> _WHAT IS EXPECTED_: Rewrite all of the material below, changing every "keypoint" to "point marker" and keeping everything else the same. Leave out the pictures.

> _RECORDS SUPPLIED_:
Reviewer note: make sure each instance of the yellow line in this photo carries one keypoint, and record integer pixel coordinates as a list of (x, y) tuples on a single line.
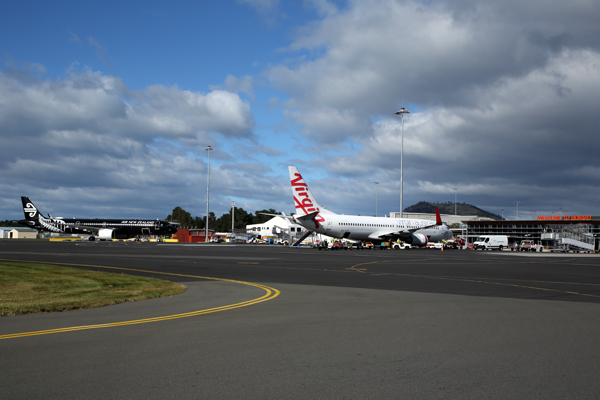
[(271, 293)]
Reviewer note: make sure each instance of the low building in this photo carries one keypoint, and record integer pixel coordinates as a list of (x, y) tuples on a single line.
[(4, 230), (21, 233), (192, 235), (543, 231)]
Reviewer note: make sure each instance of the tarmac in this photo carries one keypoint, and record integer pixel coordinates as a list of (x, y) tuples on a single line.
[(266, 322)]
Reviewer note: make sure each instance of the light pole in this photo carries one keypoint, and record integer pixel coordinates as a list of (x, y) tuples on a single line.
[(376, 196), (401, 112), (232, 214), (455, 192), (208, 149)]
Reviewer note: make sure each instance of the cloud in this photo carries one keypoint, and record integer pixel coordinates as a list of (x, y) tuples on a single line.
[(502, 96), (88, 135)]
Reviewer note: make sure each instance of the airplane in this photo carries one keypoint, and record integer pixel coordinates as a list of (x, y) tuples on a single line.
[(103, 229), (416, 232)]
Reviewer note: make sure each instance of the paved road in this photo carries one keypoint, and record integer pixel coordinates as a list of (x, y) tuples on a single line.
[(308, 324)]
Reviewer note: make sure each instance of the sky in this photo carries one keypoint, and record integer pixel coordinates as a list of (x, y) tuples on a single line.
[(106, 107)]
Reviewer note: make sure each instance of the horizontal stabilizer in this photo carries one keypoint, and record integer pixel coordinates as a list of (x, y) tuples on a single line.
[(308, 217)]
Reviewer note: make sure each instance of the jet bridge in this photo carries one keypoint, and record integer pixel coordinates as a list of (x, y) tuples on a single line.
[(566, 238)]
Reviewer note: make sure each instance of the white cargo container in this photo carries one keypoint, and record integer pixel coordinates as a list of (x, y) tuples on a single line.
[(491, 242)]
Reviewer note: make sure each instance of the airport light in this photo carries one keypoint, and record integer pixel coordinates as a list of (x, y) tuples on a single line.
[(376, 196), (208, 149), (455, 192), (401, 112)]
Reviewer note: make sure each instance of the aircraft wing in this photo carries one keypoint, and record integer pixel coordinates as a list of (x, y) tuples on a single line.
[(404, 233), (282, 215), (90, 229)]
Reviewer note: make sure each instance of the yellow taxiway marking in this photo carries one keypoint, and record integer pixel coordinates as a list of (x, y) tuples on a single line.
[(270, 294), (362, 270)]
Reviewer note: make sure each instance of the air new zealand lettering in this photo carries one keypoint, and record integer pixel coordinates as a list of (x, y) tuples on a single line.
[(99, 228)]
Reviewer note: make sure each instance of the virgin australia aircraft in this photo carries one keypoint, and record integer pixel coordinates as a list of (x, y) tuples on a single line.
[(310, 215), (105, 229)]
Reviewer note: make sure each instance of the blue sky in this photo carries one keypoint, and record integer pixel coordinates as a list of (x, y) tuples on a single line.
[(106, 107)]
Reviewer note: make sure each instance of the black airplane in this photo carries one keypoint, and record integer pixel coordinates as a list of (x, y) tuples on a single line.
[(103, 229)]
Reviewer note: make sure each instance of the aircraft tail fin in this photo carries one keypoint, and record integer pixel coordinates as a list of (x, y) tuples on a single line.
[(30, 210), (438, 219), (304, 201)]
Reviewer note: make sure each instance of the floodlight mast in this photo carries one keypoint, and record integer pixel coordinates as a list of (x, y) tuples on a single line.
[(208, 149), (401, 112), (376, 196)]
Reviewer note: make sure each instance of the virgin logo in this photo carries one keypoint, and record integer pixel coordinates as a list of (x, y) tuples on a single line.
[(306, 203)]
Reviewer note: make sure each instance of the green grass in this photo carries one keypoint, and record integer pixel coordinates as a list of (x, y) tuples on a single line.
[(37, 288)]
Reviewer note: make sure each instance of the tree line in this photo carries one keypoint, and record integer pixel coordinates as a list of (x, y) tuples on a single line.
[(221, 224)]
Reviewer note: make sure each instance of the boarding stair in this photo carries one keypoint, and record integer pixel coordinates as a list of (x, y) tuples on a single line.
[(304, 236)]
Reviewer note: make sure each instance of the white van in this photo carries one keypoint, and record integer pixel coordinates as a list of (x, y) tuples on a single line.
[(491, 242)]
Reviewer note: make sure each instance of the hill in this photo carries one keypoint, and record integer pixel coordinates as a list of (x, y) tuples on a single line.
[(448, 208)]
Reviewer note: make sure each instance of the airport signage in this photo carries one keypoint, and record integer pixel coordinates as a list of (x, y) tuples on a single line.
[(565, 218)]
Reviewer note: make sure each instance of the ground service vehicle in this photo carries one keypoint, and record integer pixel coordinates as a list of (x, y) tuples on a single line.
[(527, 245), (491, 242)]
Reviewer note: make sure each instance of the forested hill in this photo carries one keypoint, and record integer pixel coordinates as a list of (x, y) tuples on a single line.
[(448, 208)]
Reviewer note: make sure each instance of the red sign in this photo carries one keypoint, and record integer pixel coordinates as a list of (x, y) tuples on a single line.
[(565, 218)]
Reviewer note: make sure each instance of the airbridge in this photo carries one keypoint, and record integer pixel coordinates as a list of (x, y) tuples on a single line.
[(570, 237)]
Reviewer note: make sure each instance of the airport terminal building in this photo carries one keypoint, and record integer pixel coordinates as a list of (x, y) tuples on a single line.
[(561, 233), (579, 232)]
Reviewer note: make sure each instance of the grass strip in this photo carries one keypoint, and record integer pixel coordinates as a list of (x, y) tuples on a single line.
[(37, 288)]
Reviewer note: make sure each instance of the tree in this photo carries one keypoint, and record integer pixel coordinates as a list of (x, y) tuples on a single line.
[(181, 216)]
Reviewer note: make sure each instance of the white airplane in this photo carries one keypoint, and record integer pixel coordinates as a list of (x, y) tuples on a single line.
[(416, 232)]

> _FINISHED TASK_:
Reviewer note: make sure each instance of the yellow line in this photo carries one point marker, and record integer pixel coordinates as a list of (x, y) tuples on a single line.
[(271, 293)]
Reviewer note: make sure each instance of the low building in this photo carries one point marker, and record integer pixel coordinates as a list of (x, y) tuples on a single line.
[(4, 230), (21, 233), (192, 235), (543, 231)]
Reviewer note: make sure each instance of the tarmac in this photo carries one point marker, and record integer pixel coordinates as a list of (x, y) tuples on a single line.
[(266, 322)]
Reviewer note: make sure each instance of the light pole in this photo carries one point marker, and record integer pixel coordinates as a list of (x, y) tuples on a single line.
[(376, 196), (401, 112), (232, 214), (455, 192), (208, 149)]
Reviewer note: make sure each instance of the cloud in this photo carries one point marker, and record integer pixel coordinates as a list of (x, y) tuples on a single line.
[(502, 96), (88, 135)]
Reviewer note: make sure each instance of the airplane in this photo carries one point marker, and record integer pixel coordinates as a list of (x, y) tuples on a single line.
[(103, 229), (416, 232)]
Reviewer note: make sure each instance of the paved road in this photo carries one point marker, and record integer pixel coordinates as a list of (x, y) tuples on a single line.
[(308, 324)]
Reviewer note: make sure each instance of the sky in this photo carries one point marker, and record integer pixel coordinates as a list of (x, y) tuples on a single line.
[(106, 107)]
Reviewer note: make sure each instance of the horizontal stabilizer in this photo carries one point marker, and record integer pixel coordinates as a list of (x, y) tuples on a single line.
[(308, 217)]
Reviewer note: make sure each instance of the jet bridge in this photo carries one point marker, and record integer pixel coordinates as a list of (x, y) tuples on a single line.
[(566, 238)]
Reviewer note: make sure each instance of the white cargo container in this photo carries one point marker, and record integer pixel coordinates as a list of (x, y) tuples on a single line.
[(491, 242)]
Reviewer note: make sure each instance of the airport light in this photo carries one point marker, and record integer pixel coordinates as a list of (x, y) tuples on a single line.
[(376, 196), (208, 149), (455, 192), (401, 112)]
Reviewer note: make sure each instance of the aircraft wing in this photo carries one point marker, and record integer pixel coordinates as a list of (x, y) tuples on a single line.
[(404, 233), (282, 215), (90, 229)]
Reviewer note: make sure each instance of the yellow taxiway marking in this photo carries one point marker, and record integer pixel coordinates as a list of (x, y) tuples on a single line.
[(270, 294), (362, 270)]
Reviewer note: make sure each instance of the air new zealand lettering in this photo carries one point marker, and record integer pixel coordinates as a list of (x, y) tuples on a single line.
[(99, 228)]
Reviewer note: make sure each instance of the virgin australia aircraft in this photo carries one point marker, and record integer pixel coordinates as a list of (x, y) tuples on a single line.
[(310, 215), (105, 229)]
Reviewer note: make sure each instance of the blue sky in this photo carries one point marker, and record integer pixel coordinates as a list of (x, y) tuples on a single line.
[(106, 107)]
Reviewer note: make sure each instance of the black airplane in this photo carries one point marker, and record integer pixel coordinates as a list of (x, y) tuples on a single line.
[(103, 229)]
Reviewer note: make sure each instance of the aircraft tail fin in this photo carries one point marker, and record integer pixel coordinates as a list of (x, y) tuples on a single line.
[(30, 210), (438, 219), (304, 201)]
Reviewer note: make sure each instance of the floodlight mast in this photo carries one point marker, and record integer pixel coordinates as a list of (x, y) tuples on a single line.
[(208, 149), (401, 112), (376, 196)]
Reviewer note: make sure each instance of the virgin logo in this photo carries one point marker, and record integer pixel coordinates as a list of (x, y) tuples on a single line.
[(306, 203)]
Reviewer note: make sure each instance of the green grass in this photo carries one point marker, and record integer pixel coordinates as a list of (x, y) tuples on a single line.
[(37, 288)]
Reviewer note: make sure each instance of the tree line in this photo carries one point marker, and record integer pixel coordinates as a list of (x, y) tuples on a single line.
[(221, 224)]
Reviewer note: make sure each instance of the boarding stair in this photo carries one point marker, and record integer pixel coordinates as a list of (x, y) tuples on a single line.
[(304, 236)]
Reviewer note: make sure each instance of the white van in this photo carries one point marker, and record integer pixel coordinates as a list of (x, y) tuples on a single line.
[(491, 242)]
Reviewer note: make sure each instance of the hill in this photo carries one point marker, and record integer pixel coordinates as a list of (x, y) tuples on a single line.
[(448, 208)]
Reviewer note: make sure each instance of the airport signage in this photo carries one point marker, and record integer pixel coordinates as a list of (x, y) tuples on a single line.
[(565, 218)]
Reviewer note: make sure each instance of the ground service vehicle in this photo carries one point marker, and record integer pixel coordinates as a list of (x, y) tuples on a single line.
[(527, 245), (491, 242)]
Reviewer note: make sure each instance of the forested hill in this photo carries one point marker, and record integer pixel coordinates as a list of (x, y) tuples on a single line.
[(448, 208)]
Reviewer note: make sure each instance of the red sign in this photo carries one point marker, and record integer pixel coordinates as a list of (x, y) tuples on a single line.
[(565, 218)]
Reviewer note: make sure each instance of the airbridge in this photo carries one point marker, and record integer pixel coordinates as a list of (x, y) tuples on a single line.
[(570, 237)]
Reviewer note: make sure each instance of the airport terminal building in this photo carries one point marker, and record integer pixel coordinates as a list of (x, y) tuples on a single line.
[(561, 233), (579, 232)]
Reviewer note: make sure each instance of the grass strip in this photo carries one point marker, and record integer pixel coordinates as a list of (x, y) tuples on a single line.
[(37, 288)]
Reviewer note: make sure each instance of the tree in this photo carries one point marker, and record integer pixel coordinates as a list of (x, y) tuples on a single line.
[(181, 216)]
Reviewer note: make sure each instance of the white airplane in this photo carries one point marker, and record integer pixel coordinates as a list of (x, y) tuples on a single line.
[(416, 232)]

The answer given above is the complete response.